What needs to be done :: Write out the lines of the records below as a JSON list of strings, one string per line and no blank lines, starting with the line that contains "QA review pass — verify and re-annotate all instances of woman's" and ending with the line that contains "[[596, 156, 650, 197]]", both included.

Provided material ::
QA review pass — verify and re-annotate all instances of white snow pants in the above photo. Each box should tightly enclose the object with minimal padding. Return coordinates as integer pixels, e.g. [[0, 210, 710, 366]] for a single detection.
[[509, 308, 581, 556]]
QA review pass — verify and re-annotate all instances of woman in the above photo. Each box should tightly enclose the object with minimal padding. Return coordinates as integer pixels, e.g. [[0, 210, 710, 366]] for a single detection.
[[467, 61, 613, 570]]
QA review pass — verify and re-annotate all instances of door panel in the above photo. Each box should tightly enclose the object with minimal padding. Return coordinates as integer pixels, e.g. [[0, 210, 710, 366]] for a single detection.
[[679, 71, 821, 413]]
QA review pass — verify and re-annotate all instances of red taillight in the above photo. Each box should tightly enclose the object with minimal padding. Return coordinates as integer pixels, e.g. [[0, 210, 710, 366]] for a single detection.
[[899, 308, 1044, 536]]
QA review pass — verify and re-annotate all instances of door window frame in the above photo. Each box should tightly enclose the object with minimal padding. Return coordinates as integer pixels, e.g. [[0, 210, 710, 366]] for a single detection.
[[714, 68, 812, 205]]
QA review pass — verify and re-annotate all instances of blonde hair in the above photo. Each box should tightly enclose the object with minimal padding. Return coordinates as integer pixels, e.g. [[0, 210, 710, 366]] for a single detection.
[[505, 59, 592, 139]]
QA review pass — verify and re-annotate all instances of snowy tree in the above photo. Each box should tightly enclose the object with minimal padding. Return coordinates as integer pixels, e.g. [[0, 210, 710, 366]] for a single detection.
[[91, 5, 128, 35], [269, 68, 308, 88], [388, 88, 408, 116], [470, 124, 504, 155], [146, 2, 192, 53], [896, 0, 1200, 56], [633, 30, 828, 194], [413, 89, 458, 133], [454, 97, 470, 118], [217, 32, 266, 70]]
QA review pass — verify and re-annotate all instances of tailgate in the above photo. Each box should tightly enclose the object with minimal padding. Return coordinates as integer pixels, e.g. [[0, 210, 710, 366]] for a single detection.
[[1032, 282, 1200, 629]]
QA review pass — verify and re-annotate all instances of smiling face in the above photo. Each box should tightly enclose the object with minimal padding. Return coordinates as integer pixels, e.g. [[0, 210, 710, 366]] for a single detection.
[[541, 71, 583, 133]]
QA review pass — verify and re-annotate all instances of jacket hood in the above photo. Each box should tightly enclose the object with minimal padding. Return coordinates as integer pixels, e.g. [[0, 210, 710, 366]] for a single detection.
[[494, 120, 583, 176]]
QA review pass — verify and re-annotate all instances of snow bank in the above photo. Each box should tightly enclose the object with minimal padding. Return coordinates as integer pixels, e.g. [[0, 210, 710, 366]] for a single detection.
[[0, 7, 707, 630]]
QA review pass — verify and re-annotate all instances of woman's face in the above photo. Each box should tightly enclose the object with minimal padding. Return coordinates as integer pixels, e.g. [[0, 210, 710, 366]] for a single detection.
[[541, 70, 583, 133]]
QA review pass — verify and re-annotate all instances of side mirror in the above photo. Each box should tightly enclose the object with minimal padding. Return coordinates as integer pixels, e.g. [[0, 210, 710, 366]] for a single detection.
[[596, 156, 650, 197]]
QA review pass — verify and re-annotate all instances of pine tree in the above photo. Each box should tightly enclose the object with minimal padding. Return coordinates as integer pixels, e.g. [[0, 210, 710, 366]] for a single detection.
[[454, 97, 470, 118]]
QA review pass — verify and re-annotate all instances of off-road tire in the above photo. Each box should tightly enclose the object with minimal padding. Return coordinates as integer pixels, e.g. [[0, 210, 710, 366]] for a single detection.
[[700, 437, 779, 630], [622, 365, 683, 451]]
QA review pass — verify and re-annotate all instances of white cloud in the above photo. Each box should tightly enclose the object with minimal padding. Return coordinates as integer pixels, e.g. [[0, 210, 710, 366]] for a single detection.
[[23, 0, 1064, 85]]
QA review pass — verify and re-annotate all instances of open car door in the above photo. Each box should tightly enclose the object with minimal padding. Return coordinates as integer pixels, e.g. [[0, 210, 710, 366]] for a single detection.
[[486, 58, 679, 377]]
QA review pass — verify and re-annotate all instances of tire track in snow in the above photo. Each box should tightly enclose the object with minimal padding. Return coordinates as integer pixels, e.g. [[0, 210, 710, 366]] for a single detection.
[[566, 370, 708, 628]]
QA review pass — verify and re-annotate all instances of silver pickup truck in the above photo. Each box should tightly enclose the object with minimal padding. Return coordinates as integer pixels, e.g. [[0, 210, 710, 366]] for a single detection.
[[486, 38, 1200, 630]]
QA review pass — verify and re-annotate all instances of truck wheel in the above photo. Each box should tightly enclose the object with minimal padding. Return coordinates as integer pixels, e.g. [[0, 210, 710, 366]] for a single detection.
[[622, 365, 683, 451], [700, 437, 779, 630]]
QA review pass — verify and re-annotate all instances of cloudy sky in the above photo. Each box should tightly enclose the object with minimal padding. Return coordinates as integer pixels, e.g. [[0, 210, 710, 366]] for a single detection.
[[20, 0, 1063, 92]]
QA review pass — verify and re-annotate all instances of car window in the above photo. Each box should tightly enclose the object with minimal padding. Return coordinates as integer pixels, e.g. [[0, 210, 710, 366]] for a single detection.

The result ::
[
  "QA review pass — verify and re-annotate all instances of woman's face in the above photo. Each box should tightly enclose the object with minimal padding. Return coordinates as integer pixels, e.g. [[0, 210, 710, 366]] for a single detection.",
  "[[541, 70, 583, 133]]",
  "QA review pass — verify and re-annotate all instances of side mirror in the above photo. Each box should tightly enclose the object with minimal padding. Return coordinates as integer pixels, e.g. [[0, 210, 710, 366]] for a single detection.",
  "[[596, 156, 650, 197]]"
]